AUFGABEN UND ÜBUNGEN:
1. Suche alle Zeilen heraus, in denen die Zeichenfolge „blue“ vorkommt, und gib jede davon unverändert wieder.
2. Fahre mit dem Forenthread über die Tonwiedergabe am PC fort, indem du im Anschluss an den letzten gezeigten Beitrag weiterschreibst.

VORLIEGENDER TEXT:
Ein Wort möchte ich noch an die auschliesslich Teufel, Logitech, CReative etc. User richten:

Wenn ihr das nächste mal daran denkt, euch selbst zu beschenken, macht doch bitte mal einen Termin in einem Hifi Fachgeschäft, zum probehören, mit eurer eigenen Lieblingsmusik. Ihr werdet sie noch nie so gehört haben und wahrscheinlich werdet ihr feststellen, wie eure bisherige Ausstattung die Künstler geradezu verstümmelt.


----------



## Dr Bakterius (18. März 2012)

*AW: Was bentutz ihr zur Ton Wiedergabe an eurem PC?*



Madz schrieb:


> Eine seperate Anlage besitze ich nicht, werde mit zu dem Setup aber bald einen CD Player kaufen, weil ich den Rechner nicht immer einschalten will.
> Mittelfristig werde ich aber aufrüsten, so daß im Schlafzimmer ein Pärchen Nubox 311 steht und in der Küche ein Pärchen Nubox 101.
> 
> 
> ...


 
Bei mir ist eben umgekehrt, wenn ich mal eben Musik hören will ohne KH will ich nicht immer die Anlage einschalten. Dort laufen eh nur MP3 Konserven.

Musik ist bei vielen wohl eher 2. rangig, was ich oft schon bei vielen Kunden feststellen mußte. Auf eine richtige Anlage wird kaum Wert gelegt was ich eigendlich schade finde


----------



## Madz (18. März 2012)

*AW: Was bentutz ihr zur Ton Wiedergabe an eurem PC?*



> Auf eine richtige Anlage wird kaum Wert gelegt was ich eigendlich schade finde


Es es extrem schade, weil Musik einfach nur konsumiert wird. Die meisten wissen garnicht, daß auf ihren Teufel, Edifier, Logitröt, Creative, Bose whatever Joghurtbechern maximal 30-50% dessen ankommt, was die Musik ausmacht.


Apropro Kunden, wo arbeitest du?


----------



## Dr Bakterius (18. März 2012)

*AW: Was bentutz ihr zur Ton Wiedergabe an eurem PC?*

Ich meinte damit meine private Kundschaft die ich betreue. Hauptberuflich mache ich eher Krach im Grünen


----------



## der_yappi (18. März 2012)

*AW: Was bentutz ihr zur Ton Wiedergabe an eurem PC?*

Jeder sollte sich doch sein Equipement für SEINEN Einsatzzweck doch so zusammenstellen können wie er das für richtig hält.
Und jetzt kommt der Kreuzritter des HiFis und zeigt allen Ungläubigen Teufel-Nutzern ihre eigene Inkompetenz auf und versucht sie zum richtigen (also seinem) Glauben zu bekehren.

Das ist doch wieder Stoff für den Diskussionsthread Madz.

EINGABEDATEN:
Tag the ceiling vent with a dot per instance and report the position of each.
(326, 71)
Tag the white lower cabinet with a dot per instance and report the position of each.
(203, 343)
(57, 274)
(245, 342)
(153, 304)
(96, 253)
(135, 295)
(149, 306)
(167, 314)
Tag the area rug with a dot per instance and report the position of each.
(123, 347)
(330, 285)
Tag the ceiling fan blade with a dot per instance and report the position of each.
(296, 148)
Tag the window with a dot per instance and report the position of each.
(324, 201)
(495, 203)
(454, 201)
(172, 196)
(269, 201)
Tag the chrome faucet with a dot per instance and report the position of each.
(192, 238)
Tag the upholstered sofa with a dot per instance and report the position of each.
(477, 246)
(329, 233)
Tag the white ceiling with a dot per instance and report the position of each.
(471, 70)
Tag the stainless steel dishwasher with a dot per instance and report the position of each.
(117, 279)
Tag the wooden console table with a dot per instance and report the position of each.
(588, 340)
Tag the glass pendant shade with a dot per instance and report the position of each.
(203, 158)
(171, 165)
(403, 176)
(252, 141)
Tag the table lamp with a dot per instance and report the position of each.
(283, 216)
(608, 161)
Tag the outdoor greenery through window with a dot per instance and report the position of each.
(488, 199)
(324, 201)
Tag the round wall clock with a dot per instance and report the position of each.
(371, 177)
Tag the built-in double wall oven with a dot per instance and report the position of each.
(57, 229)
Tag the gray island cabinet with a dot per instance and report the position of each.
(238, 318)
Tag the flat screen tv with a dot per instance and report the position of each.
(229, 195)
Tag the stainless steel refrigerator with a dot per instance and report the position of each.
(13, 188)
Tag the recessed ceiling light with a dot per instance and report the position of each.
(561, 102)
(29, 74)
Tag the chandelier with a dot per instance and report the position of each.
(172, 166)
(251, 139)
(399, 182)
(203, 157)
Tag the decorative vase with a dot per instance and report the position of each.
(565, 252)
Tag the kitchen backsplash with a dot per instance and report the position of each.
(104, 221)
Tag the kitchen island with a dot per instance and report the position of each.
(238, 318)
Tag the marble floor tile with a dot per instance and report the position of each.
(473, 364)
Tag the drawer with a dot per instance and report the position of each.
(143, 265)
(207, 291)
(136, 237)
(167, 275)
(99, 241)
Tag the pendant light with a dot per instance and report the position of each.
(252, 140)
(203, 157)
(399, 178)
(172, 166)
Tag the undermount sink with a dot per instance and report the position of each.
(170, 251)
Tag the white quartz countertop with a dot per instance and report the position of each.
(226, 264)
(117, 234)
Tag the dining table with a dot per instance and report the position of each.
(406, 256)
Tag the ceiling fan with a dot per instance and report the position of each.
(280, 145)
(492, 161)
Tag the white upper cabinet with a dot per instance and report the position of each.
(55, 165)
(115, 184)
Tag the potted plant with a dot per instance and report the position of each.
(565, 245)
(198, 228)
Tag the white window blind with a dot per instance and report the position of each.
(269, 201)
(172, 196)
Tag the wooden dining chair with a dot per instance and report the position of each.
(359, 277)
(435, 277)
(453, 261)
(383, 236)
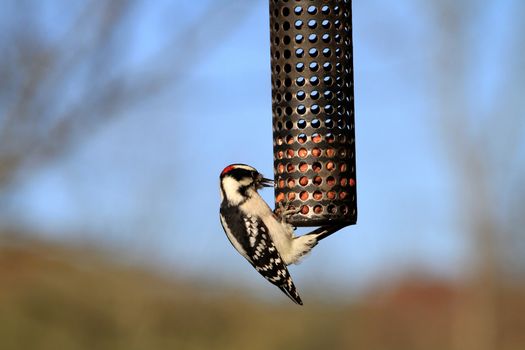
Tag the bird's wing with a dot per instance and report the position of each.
(249, 235)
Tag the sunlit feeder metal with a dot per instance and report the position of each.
(313, 110)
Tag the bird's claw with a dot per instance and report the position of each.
(285, 211)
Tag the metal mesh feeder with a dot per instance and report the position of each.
(313, 110)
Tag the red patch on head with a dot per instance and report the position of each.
(227, 169)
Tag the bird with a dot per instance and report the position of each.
(261, 236)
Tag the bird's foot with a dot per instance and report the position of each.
(285, 211)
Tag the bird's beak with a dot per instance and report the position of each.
(264, 182)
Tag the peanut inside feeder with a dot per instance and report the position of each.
(313, 110)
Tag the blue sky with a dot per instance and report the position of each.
(146, 184)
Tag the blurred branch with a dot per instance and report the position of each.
(483, 149)
(55, 92)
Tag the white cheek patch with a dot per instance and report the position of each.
(231, 190)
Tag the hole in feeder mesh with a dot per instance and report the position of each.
(314, 66)
(303, 167)
(312, 10)
(303, 181)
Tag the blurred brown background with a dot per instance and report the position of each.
(109, 234)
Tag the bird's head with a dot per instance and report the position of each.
(240, 181)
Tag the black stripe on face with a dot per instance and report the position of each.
(239, 174)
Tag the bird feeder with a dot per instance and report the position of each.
(313, 110)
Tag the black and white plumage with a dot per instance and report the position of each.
(265, 240)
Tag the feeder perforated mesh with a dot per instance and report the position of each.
(313, 110)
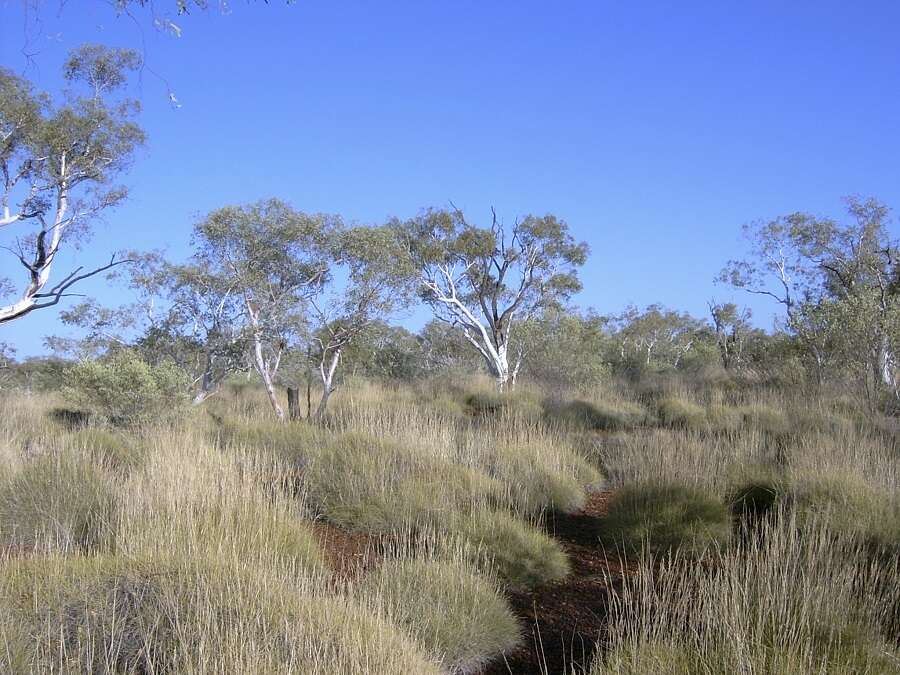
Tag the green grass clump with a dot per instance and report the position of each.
(538, 479)
(585, 416)
(458, 616)
(648, 658)
(756, 493)
(766, 419)
(60, 502)
(103, 615)
(849, 507)
(288, 442)
(484, 403)
(678, 413)
(724, 418)
(665, 517)
(520, 554)
(111, 449)
(368, 484)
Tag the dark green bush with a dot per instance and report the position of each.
(125, 390)
(58, 502)
(665, 517)
(593, 417)
(520, 554)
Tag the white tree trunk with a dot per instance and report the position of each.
(41, 272)
(327, 375)
(498, 364)
(887, 365)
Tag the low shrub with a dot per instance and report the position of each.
(521, 555)
(101, 615)
(678, 413)
(585, 416)
(484, 403)
(60, 502)
(665, 518)
(766, 419)
(459, 617)
(368, 484)
(537, 479)
(125, 390)
(756, 493)
(110, 449)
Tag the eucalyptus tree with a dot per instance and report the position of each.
(371, 281)
(656, 336)
(817, 262)
(266, 261)
(58, 163)
(732, 328)
(485, 281)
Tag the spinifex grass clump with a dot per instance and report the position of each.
(849, 507)
(678, 413)
(113, 450)
(369, 484)
(784, 601)
(104, 615)
(520, 554)
(57, 503)
(665, 518)
(537, 478)
(459, 616)
(756, 492)
(599, 416)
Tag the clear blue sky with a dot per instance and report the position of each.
(654, 129)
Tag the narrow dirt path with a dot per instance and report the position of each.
(562, 621)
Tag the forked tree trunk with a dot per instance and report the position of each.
(327, 375)
(294, 412)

GEGEBENE LÖSUNGEN:
1.
Tag the blue sky with a dot per instance and report the position of each.
Tag the clear blue sky with a dot per instance and report the position of each.

2.
*Hier wurde doch nur gefragt was für ne Anlage man hat und ob man damit zufrieden ist.*
Und von dir kommt wieder die HiFi-Predigt...

Auch schon mal über Dinge wie:


Wohnungs- / Zimmergröße
Platz (am / um den PC)
Aufstellmöglichkeiten
Budget
Nutzen
nachgedacht?

Nicht jeder hat den Platz einen Stereo / AVR Receiver neben den Rechner zu stellen und auch die nötigen Regal- / Standlautsprecher zu platzieren
Nicht jeder hat das Bedürfnis / Interesse / Geld für solche Dinge

Also bitte: gehe nicht immer nur von DEINER Position aus.
Danke


----------



## Pravasi (18. März 2012)

*AW: Was bentutz ihr zur Ton Wiedergabe an eurem PC?*

Korrekt.
Dauert nicht mehr lang bis zur nächste Sperre.


----------



## Madz (18. März 2012)

*AW: Was bentutz ihr zur Ton Wiedergabe an eurem PC?*



> Dauert nicht mehr lang bis zur nächste Sperre.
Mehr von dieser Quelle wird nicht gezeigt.